* TASKS TO PERFORM *
**a)** Which people does the passage on Republicans and Trump name?
**b)** In the rows, swap "in the picture" for "in the image" in the lines running from the one that contains "Pinpoint each instance of orange cloud" through the end of the rows, inclusive, and change nothing else. Give only those lines, and leave the pictures out.

* DOCUMENT SECTION *
#####

How do I know that’s the real reason Republicans are so indignant? It’s because when Democrats take actions that are consistent with their purported view that Trump is a danger to democracy — such as, for example, pursuing a criminal investigation of his activities — the “Team Normal” Republicans complain about that, too. Right now, the Republican bellyaching is the FBI raid on Mar-a-Lago — it’s unprecedented! it strengthens his hand! it’s “overreach,” whatever — even though the actions of the Democrat at issue here (Merrick Garland) are perfectly congruent with viewing Trump as a legitimate and direct threat to democracy. . . .
In the view of the Republicans who cry foul at these actions, it’s the Democrats’ responsibility not to back Trump or oppose him — it’s to ignore him, as they try mightily to do the same, in hopes that it will cause him to disappear in favor of another stronger potential nominee. That is, Democrats are supposed to participate in their strategy to get DeSantis nominated in 2024 — it’s their duty, even if it entails giving Trump a pass on criminal acts, and even though it will make Democrats less likely to win the 2024 election.
Read the whole thing and subscribe. It’s great.
Here’s the problem with Team Normal:
They hate Trumpism. They just want tax cuts and FedSoc justices. They look at the mouth-breathers who show up to Trump rallies and went to the insurrection and they would not be caught dead with any of those Very Fine People.

#####

* DATA SUPPLIED *
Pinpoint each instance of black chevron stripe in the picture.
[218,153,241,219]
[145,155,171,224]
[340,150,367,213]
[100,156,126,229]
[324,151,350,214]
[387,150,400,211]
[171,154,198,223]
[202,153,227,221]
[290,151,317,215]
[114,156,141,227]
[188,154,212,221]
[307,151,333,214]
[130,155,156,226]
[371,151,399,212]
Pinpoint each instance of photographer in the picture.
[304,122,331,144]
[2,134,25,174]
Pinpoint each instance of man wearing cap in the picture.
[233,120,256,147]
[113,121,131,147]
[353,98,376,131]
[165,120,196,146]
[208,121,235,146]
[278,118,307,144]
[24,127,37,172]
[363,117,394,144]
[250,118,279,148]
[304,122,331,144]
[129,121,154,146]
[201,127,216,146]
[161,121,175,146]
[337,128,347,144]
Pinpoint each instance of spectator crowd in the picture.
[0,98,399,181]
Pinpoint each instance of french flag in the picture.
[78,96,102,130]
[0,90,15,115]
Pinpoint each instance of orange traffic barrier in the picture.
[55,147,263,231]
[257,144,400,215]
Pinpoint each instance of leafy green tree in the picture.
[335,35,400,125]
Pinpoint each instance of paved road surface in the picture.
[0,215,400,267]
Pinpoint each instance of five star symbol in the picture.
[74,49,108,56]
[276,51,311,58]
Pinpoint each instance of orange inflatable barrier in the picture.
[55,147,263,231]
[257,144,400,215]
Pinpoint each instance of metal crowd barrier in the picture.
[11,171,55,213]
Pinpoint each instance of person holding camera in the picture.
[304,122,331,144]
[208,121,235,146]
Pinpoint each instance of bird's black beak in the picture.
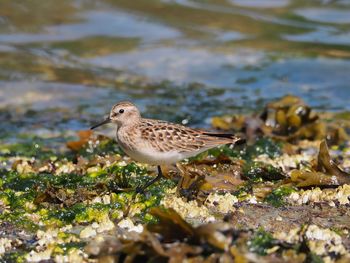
[90,117,111,130]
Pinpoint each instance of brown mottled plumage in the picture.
[92,101,240,192]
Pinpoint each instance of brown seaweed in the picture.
[291,141,350,187]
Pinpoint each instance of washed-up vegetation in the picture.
[0,96,350,262]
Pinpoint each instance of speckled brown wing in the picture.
[140,119,239,152]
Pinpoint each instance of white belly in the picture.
[121,146,187,165]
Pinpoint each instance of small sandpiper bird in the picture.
[91,101,242,193]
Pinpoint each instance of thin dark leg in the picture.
[136,165,163,193]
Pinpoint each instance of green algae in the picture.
[249,228,276,255]
[243,162,285,181]
[264,186,297,207]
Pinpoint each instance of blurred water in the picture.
[0,0,350,142]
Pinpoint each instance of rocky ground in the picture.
[0,96,350,262]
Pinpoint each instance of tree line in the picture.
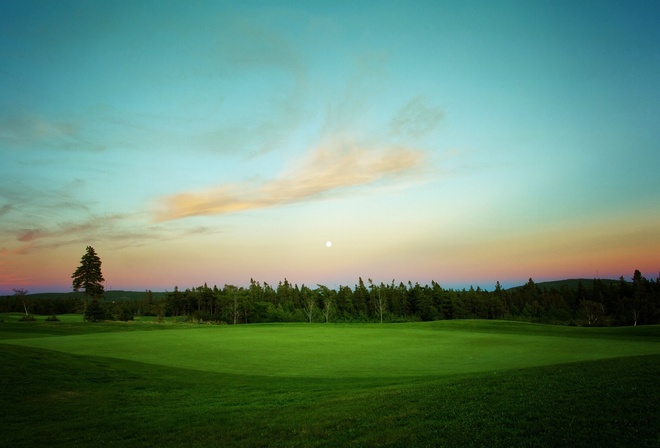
[0,270,660,326]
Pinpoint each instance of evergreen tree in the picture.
[71,246,105,299]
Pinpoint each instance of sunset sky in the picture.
[0,0,660,294]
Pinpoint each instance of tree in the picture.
[71,246,105,299]
[14,289,30,317]
[317,285,337,324]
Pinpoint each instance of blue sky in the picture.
[0,1,660,293]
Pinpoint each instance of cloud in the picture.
[390,97,444,137]
[156,142,423,221]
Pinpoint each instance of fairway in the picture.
[0,315,660,448]
[3,321,660,378]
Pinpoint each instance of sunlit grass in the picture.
[0,321,660,447]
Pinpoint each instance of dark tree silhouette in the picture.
[71,246,105,299]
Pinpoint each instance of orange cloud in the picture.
[156,142,423,221]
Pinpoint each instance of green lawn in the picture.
[0,316,660,447]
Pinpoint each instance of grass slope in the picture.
[0,321,660,447]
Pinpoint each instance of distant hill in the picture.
[509,278,619,290]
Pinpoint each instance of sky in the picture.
[0,0,660,294]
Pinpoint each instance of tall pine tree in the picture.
[71,246,105,299]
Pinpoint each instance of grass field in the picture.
[0,315,660,447]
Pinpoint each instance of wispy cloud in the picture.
[156,142,424,221]
[0,112,105,151]
[390,97,444,137]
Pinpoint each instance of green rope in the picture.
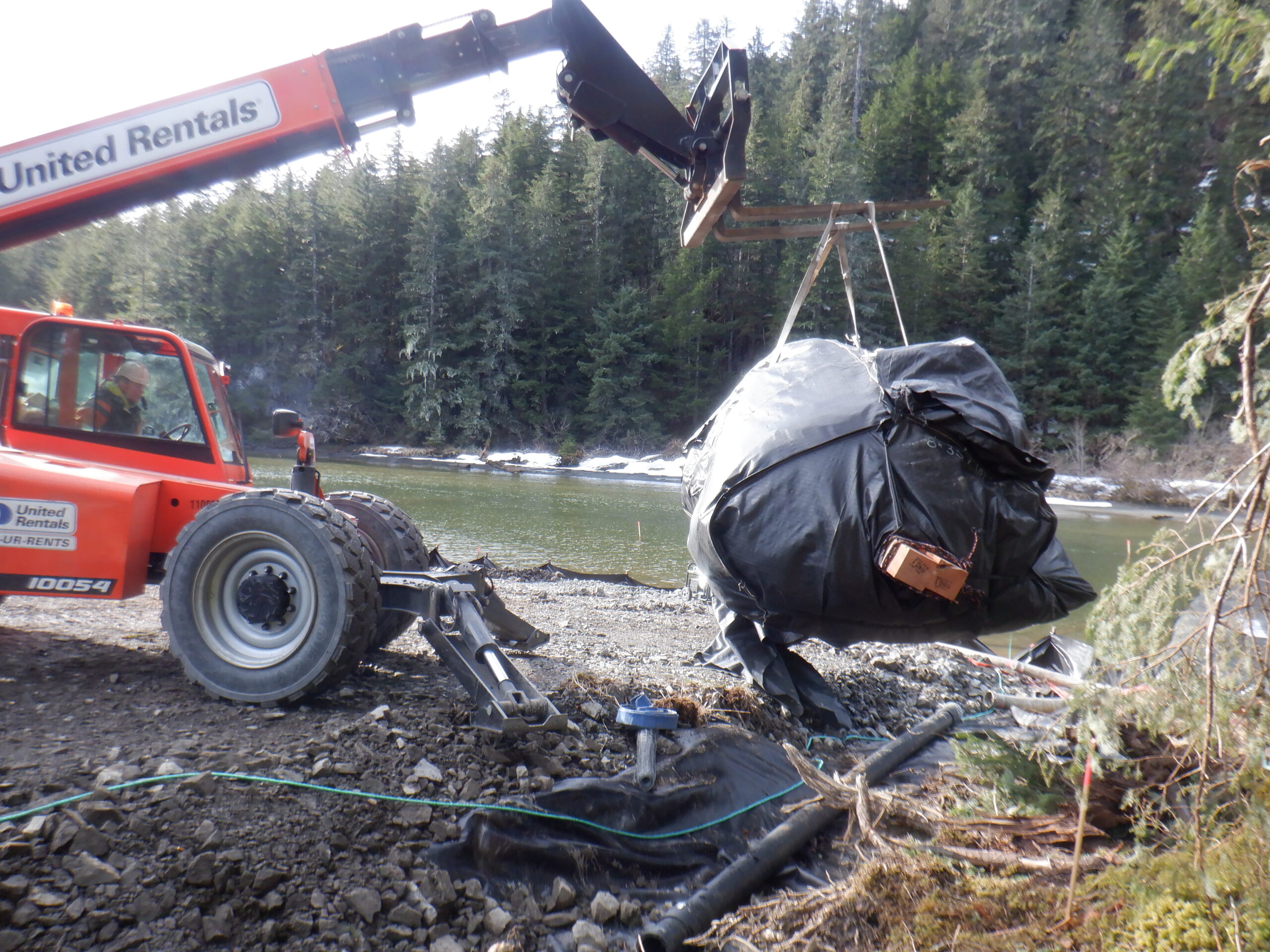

#####

* ANSWERS FOR THIS EXERCISE *
**a)** Trump, Merrick Garland, DeSantis

**b)**
Pinpoint each instance of orange cloud in the image.
[156,142,423,221]
Pinpoint each instance of green lawn in the image.
[0,316,660,447]
Pinpoint each instance of grass slope in the image.
[0,321,660,447]
Pinpoint each instance of distant hill in the image.
[509,278,619,290]
Pinpoint each instance of sky in the image.
[0,0,660,294]
Pinpoint each instance of tall pine tree in the image.
[71,246,105,299]
Pinpoint each instance of grass field in the image.
[0,315,660,447]
Pinpoint each instance of wispy cloud in the image.
[156,142,424,221]
[0,112,105,151]
[390,97,444,137]
Pinpoint each instance of green rope in the image.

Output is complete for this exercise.